__WORK ITEM__:
From the data below, retype exactly the lines starting with the one that contains "Category: green foliage" and ending with the one that contains "Category: tree", both included.

━━━━━ EXERCISE MATERIALS ━━━━━

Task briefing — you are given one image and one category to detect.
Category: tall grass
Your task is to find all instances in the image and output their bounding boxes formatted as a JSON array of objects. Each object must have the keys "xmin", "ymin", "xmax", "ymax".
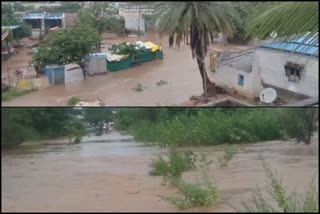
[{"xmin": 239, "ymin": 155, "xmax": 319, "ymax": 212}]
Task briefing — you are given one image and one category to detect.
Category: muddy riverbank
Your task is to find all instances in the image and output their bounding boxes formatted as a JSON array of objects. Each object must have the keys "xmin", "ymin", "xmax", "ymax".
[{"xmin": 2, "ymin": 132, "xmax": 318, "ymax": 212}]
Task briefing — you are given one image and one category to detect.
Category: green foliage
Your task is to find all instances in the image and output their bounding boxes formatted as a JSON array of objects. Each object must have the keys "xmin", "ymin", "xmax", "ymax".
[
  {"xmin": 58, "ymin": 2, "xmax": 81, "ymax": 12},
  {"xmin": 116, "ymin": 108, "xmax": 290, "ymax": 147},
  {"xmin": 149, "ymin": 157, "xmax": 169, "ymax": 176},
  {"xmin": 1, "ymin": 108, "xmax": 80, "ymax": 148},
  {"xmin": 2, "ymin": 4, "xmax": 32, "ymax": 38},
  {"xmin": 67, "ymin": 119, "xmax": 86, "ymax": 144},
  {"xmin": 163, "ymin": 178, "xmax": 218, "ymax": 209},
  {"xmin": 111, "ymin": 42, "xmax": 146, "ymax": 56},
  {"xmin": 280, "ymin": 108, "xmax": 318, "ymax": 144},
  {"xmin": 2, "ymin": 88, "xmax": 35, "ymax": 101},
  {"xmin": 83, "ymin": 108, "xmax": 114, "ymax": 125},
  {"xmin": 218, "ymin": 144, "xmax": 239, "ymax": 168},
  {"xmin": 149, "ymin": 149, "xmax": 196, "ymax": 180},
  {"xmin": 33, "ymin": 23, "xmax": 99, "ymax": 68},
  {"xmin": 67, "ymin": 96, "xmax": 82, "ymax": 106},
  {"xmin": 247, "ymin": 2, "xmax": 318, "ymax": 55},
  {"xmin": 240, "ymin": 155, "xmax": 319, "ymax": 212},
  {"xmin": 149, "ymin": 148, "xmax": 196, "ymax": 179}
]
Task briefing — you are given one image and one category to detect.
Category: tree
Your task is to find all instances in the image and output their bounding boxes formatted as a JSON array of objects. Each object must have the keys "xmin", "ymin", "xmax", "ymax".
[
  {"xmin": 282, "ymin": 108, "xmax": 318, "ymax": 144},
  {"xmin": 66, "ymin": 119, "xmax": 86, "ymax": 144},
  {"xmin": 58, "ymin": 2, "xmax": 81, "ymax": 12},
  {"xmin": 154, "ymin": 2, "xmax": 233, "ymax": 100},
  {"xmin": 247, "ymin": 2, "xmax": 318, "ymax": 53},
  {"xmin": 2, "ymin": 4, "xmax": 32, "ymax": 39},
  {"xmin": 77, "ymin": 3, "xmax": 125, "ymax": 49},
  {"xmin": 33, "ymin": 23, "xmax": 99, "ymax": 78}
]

━━━━━

__WORKED SOLUTION__:
Category: green foliage
Your task is to find all instances in the image and output their bounding boxes formatted as a JSON array of objects. Each object must have the keys "xmin", "ymin", "xmax", "ymax".
[
  {"xmin": 58, "ymin": 2, "xmax": 81, "ymax": 12},
  {"xmin": 116, "ymin": 108, "xmax": 290, "ymax": 147},
  {"xmin": 149, "ymin": 157, "xmax": 169, "ymax": 176},
  {"xmin": 1, "ymin": 108, "xmax": 80, "ymax": 148},
  {"xmin": 2, "ymin": 4, "xmax": 32, "ymax": 38},
  {"xmin": 67, "ymin": 119, "xmax": 86, "ymax": 144},
  {"xmin": 163, "ymin": 178, "xmax": 218, "ymax": 209},
  {"xmin": 111, "ymin": 42, "xmax": 146, "ymax": 56},
  {"xmin": 280, "ymin": 108, "xmax": 318, "ymax": 144},
  {"xmin": 2, "ymin": 88, "xmax": 35, "ymax": 101},
  {"xmin": 83, "ymin": 108, "xmax": 114, "ymax": 125},
  {"xmin": 218, "ymin": 144, "xmax": 239, "ymax": 168},
  {"xmin": 149, "ymin": 149, "xmax": 196, "ymax": 180},
  {"xmin": 33, "ymin": 23, "xmax": 99, "ymax": 68},
  {"xmin": 67, "ymin": 96, "xmax": 82, "ymax": 106},
  {"xmin": 247, "ymin": 2, "xmax": 318, "ymax": 55},
  {"xmin": 240, "ymin": 155, "xmax": 319, "ymax": 212},
  {"xmin": 149, "ymin": 148, "xmax": 196, "ymax": 179}
]
Task briefing — you are given one image and one category to detect.
Category: tree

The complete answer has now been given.